### Page excerpt
— START —

Any thorough analysis of the thickness of insulation required to meet a specified U-value will require some detailed calculations. The earlier discussion of the basics of U-values only considered the thermal resistance of a single slab of a building material.

In any practical building element there will be extra thermal resistances, particularly those of the thin layers of air adhering to the outermost and innermost layers of the material, and the air in any substantial gap between the layers. Table 5 gives standard thermal values used for these. Note that the outside surface resistance is much lower than the value used for the inside surface. This is because the air is less likely to be still on the outside and will thus provide a relatively poorer insulation performance.

Table 5 Thermal resistances for surfaces and air gaps
Layer Resistance /

m2 K W–1

Inside surface (Rsi) 0.13
Air gap 0.18
Outside surface (Rso) 0.04

The thermal resistances of the components of a building element can be added in series as in Figure 16, to give a total thermal resistance (rather like adding electrical resistances in series). The total thermal resistance of a practical building element will thus consist of the sum of those of all its layers plus the inside and outside surface resistances.

Figure 16 Summing thermal resistances

Taking, for example, a wall construction with four layers, the total thermal resistance, RT , will be:

• RT = Rso + R1 + R2 + R3 + R4 + Rsi m2 K W–1

The U-value of this wall is its inverse = 1/RT W m–2 K–1

For example the wall shown in Figure 15 consists of the following layers: 115 mm common brick, a 115 mm cavity filled with mineral wool (conductivity 0.035 W m–1 K–1), 115 mm of aerated concrete blockwork (density 460 kg m–3) and a 13 mm layer of plaster on the inside. Using the conductivity values in Table 4 we can calculate its U-value by summing the various thermal resistances as shown in Table 6.

— END —

### Information provided
— START —

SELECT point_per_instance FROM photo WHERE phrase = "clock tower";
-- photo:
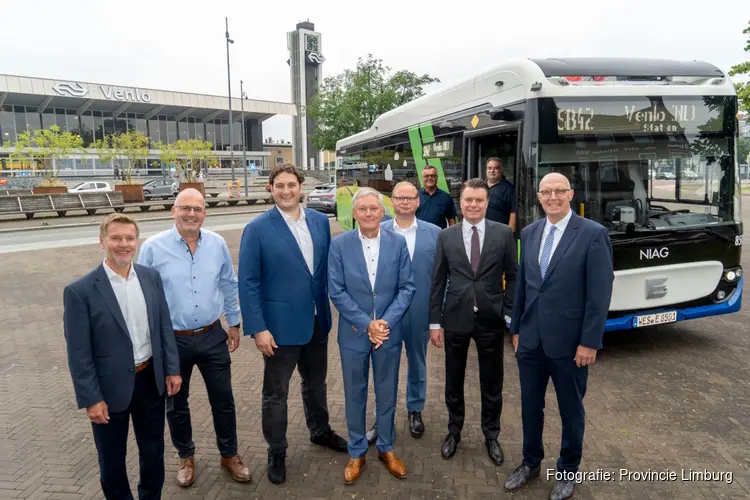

— END —

### Tasks to carry out
1. In the passage on U-values, what thermal resistance does Table 5 give for an air gap?
2. Using the passage on U-values, explain why the outside surface resistance is much lower than the inside surface resistance.
3. Carry on the passage on U-values, starting right after its final sentence.

### Responses to the tasks
1. 0.18 m2 K W–1.

2. Air on the outside of a building element is less likely to be still than air on the inside. Because of that, the outside air layer insulates relatively poorly, so it is given a lower thermal resistance.

3.
Table 6 Calculation of thermal resistances
Layer Thickness

/m

Conductivity/

W m–1 K–1

Resistance/

m2 K W–1

Outside thermal resistance 0.04
Brick 115 mm 0.77 0.115/0.77 = 0.15
Mineral wool 115 mm 0.035 0.115/0.035 = 3.29
Aerated concrete block 115 mm 0.11 0.115/0.11 = 1.05
Dense plaster 13 mm 0.57 0.013/0.57 = 0.02
Inside thermal resistance 0.13
Total thermal resistance 4.67

The overall U-value is then:

• U = 1 / R = 1 / 4.67 = 0.21 W m–2 K–1

In practice, building elements do not simply consist of flat layers. The wall construction above is likely to use thin metal wall ties securing the outer brickwork to the inner leaf of blockwork. This will create a ‘thermal bridge’ bypassing the insulation and reducing its performance. Depending on the details a more realistic U-value for this sort of construction might be about 0.25 W m–2 K–1.

Similarly, in Figure 10, the base layer of loft insulation only blocks the flow of heat over a certain area. There is a parallel heat-flow path through the wood of the joists supporting the ceiling. This flow is blocked by the top insulation layer. A certain allowance always has to be made for thermal bridges, but the mathematics is not simple.

## Activity 5

Ignoring the thermal resistance of the panes of glass, use the data in Table 5 to estimate the U-value of a double-glazed window.

The total thermal resistance of the window is the sum of the resistances of the inside layer, the air gap between the panes and the outside surface layer.

• Total resistance = 0.13 + 0.18 + 0.04 = 0.35 m2 K W–1
• U = 1/R = 1/0.35 = 2.86 W m–2 K–1

This answer is very close to the value of 2.7 W m–2 K–1 given in Table 2 for air-filled double-glazing, though this also takes the heat loss through the window frame into account.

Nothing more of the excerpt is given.